- [Data supplied]
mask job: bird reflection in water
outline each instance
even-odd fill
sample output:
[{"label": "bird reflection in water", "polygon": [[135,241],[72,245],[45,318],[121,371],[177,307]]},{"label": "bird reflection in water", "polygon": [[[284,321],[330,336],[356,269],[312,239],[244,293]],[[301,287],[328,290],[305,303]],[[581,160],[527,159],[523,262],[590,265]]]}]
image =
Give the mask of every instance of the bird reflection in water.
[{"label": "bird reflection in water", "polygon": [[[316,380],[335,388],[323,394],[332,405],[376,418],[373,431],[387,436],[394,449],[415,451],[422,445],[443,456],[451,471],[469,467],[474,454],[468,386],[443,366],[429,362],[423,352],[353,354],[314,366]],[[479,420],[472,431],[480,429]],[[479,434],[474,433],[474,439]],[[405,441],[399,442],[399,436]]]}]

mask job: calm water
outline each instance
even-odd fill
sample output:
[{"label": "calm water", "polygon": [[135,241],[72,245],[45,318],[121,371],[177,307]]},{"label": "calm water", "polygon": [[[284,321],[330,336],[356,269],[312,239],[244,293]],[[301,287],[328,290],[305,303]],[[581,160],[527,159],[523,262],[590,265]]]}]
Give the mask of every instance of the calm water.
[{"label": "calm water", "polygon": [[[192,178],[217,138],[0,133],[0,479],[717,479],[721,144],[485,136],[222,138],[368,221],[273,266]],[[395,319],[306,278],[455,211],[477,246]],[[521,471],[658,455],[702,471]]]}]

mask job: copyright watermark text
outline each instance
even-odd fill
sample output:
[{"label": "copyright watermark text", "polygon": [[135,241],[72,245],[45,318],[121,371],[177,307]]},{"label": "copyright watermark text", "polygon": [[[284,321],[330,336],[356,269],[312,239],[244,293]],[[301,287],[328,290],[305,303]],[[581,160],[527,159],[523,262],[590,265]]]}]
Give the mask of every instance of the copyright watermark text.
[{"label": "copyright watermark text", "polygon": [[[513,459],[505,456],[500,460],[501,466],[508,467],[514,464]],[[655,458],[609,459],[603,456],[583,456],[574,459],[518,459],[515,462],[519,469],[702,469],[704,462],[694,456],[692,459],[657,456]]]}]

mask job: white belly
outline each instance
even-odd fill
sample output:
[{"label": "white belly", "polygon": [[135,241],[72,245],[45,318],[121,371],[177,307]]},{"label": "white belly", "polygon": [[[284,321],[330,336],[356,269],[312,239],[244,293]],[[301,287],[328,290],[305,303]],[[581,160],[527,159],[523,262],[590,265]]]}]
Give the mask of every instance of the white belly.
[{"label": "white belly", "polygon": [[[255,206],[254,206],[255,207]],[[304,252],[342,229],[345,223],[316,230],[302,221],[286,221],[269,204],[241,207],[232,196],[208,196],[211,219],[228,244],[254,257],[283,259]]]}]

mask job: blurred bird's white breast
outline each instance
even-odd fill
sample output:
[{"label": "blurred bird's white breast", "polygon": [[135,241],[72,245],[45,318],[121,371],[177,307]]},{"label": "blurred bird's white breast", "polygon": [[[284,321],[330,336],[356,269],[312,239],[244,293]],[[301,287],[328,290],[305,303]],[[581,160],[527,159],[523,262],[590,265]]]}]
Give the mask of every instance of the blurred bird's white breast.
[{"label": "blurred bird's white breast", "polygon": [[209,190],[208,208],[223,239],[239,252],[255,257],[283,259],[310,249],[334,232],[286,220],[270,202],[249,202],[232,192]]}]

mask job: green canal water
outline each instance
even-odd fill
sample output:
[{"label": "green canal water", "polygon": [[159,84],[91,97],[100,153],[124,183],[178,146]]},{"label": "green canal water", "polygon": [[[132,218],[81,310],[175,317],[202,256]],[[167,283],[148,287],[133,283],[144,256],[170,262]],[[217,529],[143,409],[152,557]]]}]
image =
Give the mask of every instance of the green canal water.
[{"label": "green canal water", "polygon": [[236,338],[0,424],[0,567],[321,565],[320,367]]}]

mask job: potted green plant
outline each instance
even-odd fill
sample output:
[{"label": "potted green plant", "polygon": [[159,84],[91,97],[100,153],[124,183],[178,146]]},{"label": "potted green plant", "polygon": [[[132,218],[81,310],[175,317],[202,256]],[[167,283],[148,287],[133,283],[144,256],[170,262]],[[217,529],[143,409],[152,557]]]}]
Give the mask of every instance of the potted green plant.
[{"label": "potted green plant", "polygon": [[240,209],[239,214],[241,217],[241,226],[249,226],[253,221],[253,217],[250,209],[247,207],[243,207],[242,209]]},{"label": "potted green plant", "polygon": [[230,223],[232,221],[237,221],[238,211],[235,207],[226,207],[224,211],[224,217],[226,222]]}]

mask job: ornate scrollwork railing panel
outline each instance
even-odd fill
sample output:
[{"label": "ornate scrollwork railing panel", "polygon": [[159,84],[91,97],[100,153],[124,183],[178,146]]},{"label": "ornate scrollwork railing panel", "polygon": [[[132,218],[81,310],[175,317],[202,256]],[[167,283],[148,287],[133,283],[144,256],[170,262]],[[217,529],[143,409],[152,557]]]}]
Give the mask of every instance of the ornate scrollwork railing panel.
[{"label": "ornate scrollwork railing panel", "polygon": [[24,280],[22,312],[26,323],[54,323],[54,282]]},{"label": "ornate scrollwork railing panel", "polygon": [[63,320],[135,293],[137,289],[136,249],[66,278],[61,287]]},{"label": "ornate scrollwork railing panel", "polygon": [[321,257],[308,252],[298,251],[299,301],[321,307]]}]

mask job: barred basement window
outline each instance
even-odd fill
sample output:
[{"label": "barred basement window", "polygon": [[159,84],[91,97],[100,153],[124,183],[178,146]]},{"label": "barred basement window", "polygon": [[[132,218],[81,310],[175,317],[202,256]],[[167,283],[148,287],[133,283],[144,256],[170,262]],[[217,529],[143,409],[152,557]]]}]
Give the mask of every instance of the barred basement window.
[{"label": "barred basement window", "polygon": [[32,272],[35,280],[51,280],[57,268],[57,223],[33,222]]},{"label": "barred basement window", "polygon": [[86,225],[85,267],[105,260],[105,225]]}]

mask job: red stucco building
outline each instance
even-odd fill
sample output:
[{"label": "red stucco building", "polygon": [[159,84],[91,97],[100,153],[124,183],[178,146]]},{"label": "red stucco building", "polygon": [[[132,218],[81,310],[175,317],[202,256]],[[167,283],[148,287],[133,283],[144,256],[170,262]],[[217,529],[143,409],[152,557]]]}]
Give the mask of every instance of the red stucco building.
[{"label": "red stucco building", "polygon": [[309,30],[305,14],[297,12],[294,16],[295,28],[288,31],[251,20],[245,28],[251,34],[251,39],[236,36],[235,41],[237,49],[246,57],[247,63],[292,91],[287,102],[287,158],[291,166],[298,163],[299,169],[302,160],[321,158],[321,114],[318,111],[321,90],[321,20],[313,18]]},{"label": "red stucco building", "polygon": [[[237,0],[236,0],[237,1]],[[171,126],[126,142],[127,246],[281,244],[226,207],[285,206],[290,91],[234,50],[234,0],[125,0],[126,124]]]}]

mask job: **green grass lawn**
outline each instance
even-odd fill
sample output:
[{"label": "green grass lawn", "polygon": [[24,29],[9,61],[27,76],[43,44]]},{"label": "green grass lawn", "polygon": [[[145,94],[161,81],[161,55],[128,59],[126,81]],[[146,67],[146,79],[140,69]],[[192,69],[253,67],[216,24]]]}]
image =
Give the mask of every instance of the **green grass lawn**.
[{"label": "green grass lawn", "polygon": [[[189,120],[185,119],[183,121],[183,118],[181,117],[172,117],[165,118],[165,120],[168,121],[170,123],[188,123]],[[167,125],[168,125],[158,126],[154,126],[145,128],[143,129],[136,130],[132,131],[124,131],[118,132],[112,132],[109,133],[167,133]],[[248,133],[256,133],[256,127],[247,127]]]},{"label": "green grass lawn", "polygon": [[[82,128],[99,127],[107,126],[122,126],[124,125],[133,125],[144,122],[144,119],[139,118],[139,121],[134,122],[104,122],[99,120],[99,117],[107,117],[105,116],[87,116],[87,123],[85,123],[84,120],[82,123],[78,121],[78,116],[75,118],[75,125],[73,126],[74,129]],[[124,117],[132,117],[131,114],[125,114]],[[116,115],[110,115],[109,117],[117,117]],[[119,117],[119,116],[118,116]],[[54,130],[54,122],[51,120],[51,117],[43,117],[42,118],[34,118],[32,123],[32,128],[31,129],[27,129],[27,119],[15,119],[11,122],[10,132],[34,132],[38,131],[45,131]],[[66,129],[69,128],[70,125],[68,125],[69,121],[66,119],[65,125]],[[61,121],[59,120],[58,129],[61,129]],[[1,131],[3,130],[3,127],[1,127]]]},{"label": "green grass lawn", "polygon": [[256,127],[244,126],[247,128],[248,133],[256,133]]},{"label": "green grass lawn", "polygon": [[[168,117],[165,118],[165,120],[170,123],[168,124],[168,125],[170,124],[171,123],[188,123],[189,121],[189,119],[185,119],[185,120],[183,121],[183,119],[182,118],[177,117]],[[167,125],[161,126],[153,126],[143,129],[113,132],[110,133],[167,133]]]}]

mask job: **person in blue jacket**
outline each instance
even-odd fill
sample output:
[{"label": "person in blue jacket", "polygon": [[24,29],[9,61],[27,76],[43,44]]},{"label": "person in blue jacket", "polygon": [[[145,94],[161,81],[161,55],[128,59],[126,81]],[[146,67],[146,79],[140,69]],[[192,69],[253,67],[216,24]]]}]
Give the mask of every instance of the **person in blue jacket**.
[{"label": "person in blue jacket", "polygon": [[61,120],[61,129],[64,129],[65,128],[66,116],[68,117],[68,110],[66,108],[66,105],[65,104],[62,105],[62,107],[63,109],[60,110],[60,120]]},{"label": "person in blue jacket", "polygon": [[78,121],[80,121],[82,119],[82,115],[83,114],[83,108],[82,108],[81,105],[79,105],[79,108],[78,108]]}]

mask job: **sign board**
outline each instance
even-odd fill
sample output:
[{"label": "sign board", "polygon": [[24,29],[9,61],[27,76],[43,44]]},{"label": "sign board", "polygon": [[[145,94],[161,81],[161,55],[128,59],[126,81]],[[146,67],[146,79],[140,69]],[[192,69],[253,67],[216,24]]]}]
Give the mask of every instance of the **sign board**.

- [What the exercise asks]
Everything from the line containing "mask job: **person in blue jacket**" to the end of the data above should be quoted exactly, please, both ends included, and nothing outside that span.

- [Response to this task]
mask job: **person in blue jacket**
outline each instance
even-odd fill
sample output:
[{"label": "person in blue jacket", "polygon": [[24,29],[9,61],[27,76],[43,44]]},{"label": "person in blue jacket", "polygon": [[[145,94],[161,81],[161,55],[128,59],[126,81]],[[146,67],[146,79],[140,69]],[[192,69],[253,67],[216,24]]]}]
Give the mask of every instance of the **person in blue jacket**.
[{"label": "person in blue jacket", "polygon": [[61,120],[61,129],[64,129],[65,128],[66,116],[68,117],[68,110],[66,108],[66,105],[65,104],[62,105],[62,107],[63,109],[60,110],[60,120]]},{"label": "person in blue jacket", "polygon": [[78,121],[80,121],[82,119],[82,115],[83,114],[83,108],[82,108],[81,105],[79,105],[79,108],[78,108]]}]

mask job: **sign board**
outline each instance
even-odd fill
sample output:
[{"label": "sign board", "polygon": [[24,29],[9,61],[27,76],[43,44]]},{"label": "sign board", "polygon": [[[145,94],[161,81],[161,55],[128,59],[126,81]],[[146,67],[146,79],[140,69]],[[192,69],[253,67],[216,24]]]}]
Give the mask of every instance of the **sign board**.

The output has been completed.